*** Data section

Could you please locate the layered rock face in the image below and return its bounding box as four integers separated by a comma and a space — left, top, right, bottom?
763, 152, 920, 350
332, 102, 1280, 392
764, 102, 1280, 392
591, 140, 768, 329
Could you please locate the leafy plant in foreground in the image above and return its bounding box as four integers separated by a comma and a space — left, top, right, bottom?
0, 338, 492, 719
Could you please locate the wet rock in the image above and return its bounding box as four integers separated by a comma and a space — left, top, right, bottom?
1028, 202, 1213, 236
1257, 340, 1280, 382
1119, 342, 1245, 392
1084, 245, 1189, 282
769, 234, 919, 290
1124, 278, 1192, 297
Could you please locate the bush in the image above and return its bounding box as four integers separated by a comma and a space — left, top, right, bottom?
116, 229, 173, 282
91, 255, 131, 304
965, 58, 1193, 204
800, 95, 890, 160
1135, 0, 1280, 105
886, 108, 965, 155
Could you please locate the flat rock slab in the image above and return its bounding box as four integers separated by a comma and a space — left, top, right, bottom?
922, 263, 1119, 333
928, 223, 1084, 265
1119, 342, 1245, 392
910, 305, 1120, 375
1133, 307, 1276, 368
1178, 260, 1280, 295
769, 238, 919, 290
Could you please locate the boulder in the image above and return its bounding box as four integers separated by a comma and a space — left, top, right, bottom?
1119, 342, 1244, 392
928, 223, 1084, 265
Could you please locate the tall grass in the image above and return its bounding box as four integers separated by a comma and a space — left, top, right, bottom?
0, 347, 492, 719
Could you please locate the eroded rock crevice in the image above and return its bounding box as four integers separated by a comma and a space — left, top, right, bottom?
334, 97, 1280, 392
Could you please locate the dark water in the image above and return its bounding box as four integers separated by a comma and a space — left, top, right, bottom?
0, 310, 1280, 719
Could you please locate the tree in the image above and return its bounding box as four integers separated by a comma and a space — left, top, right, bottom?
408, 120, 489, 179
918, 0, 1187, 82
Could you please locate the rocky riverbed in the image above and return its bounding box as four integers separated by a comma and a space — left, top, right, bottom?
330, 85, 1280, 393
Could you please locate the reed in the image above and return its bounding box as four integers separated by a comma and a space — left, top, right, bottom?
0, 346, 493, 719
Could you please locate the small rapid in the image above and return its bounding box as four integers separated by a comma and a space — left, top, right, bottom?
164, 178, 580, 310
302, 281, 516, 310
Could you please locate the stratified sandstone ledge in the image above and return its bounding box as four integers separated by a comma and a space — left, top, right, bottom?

******

## What is required:
Copy out everything from the first line of the data down to the line that contains "591, 140, 768, 329", including both of those lines, without changing anything.

## Completed task:
Could you please locate the layered rock face in the image below and return its bounding box as four integers separated by a comma and a space — left, top, right, bottom?
763, 152, 920, 350
332, 102, 1280, 392
764, 102, 1280, 392
591, 140, 768, 329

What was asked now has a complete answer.